= What this task involves =
Copy out, unchanged, the part of the entries below that opens with the line containing "of the pale" and closes with the line containing "[(525, 506)]", including both of those lines.

★ ★ ★ ★ ★

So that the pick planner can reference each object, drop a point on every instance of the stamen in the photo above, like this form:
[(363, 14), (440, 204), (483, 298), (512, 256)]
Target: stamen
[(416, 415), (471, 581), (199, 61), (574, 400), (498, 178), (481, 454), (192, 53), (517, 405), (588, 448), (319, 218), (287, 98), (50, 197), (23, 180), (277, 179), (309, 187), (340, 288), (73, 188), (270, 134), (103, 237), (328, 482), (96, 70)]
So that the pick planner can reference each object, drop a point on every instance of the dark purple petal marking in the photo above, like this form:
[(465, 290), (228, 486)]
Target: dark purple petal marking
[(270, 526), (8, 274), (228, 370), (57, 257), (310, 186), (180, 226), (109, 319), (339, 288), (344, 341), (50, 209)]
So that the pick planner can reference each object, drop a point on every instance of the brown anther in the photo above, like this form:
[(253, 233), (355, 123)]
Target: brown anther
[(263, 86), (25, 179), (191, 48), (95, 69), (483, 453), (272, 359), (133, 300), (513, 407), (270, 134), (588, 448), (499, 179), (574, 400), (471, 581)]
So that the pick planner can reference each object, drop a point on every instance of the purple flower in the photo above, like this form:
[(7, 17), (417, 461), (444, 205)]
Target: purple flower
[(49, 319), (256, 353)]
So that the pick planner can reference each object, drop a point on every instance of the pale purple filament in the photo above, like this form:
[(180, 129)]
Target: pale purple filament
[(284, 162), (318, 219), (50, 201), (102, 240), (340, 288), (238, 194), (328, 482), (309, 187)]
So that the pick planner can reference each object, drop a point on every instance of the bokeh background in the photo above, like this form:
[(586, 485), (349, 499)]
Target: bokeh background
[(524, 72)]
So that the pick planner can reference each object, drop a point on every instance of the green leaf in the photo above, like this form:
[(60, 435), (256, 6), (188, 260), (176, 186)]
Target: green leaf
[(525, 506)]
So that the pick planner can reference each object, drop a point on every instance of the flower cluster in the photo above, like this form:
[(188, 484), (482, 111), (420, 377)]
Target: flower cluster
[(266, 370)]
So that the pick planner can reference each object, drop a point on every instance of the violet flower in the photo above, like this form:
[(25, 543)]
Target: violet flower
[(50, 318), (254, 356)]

★ ★ ★ ★ ★

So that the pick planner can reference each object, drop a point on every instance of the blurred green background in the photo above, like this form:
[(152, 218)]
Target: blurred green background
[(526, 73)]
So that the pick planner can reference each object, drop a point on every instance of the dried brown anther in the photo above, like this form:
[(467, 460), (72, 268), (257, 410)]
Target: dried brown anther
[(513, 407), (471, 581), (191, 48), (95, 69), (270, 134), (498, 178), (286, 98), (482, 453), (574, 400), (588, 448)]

★ ★ ★ ★ ★

= Result =
So that the pick planner can reference each object, drop a point on every instance of the pale purple filament in the photo above, like this form:
[(180, 129)]
Target: pale purple filament
[(284, 162), (318, 219), (50, 201), (102, 240), (340, 288), (238, 194), (328, 482), (309, 187)]
So that the pick planner can reference each object, drop a point on every instance of the bokeh background in the photo above, like this form:
[(586, 485), (349, 499)]
Target: bokeh background
[(524, 72)]
So that the pick planner can reference each object, drop a point on every instance of the green leaf in the photo above, like this form:
[(60, 435), (256, 6), (188, 260), (176, 186)]
Target: green leaf
[(525, 506)]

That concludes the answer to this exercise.